(PROVIDED INFORMATION Opens)
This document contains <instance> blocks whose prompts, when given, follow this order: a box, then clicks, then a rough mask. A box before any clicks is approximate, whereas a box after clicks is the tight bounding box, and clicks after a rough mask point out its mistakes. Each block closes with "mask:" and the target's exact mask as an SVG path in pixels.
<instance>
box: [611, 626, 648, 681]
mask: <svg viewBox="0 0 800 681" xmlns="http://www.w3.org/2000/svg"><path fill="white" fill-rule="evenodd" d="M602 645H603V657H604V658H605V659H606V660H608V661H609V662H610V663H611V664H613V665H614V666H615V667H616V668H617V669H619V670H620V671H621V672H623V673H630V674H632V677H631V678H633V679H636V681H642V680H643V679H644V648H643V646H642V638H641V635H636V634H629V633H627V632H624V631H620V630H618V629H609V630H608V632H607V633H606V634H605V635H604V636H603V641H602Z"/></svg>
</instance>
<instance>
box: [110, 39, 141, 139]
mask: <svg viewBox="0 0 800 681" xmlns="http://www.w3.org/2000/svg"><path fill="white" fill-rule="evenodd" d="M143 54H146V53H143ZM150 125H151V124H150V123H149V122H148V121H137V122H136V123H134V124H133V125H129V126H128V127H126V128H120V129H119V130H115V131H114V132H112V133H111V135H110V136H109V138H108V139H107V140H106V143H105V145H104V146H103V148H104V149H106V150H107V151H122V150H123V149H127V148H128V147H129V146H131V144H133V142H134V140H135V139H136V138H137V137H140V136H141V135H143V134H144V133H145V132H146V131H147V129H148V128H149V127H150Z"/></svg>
(PROVIDED INFORMATION Closes)
WHAT NEEDS TO BE DONE: Copy all lines of the records in which the string "instance" can be found.

RESULT OF THE EXERCISE:
This document contains <instance> blocks whose prompts, when given, follow this order: a box, then clicks, then a rough mask. A box before any clicks is approximate, whereas a box after clicks is the tight bounding box, and clicks after a rough mask point out its mistakes. Each block closes with "mask:" and the target's exact mask as an SVG path in pixels.
<instance>
</instance>
<instance>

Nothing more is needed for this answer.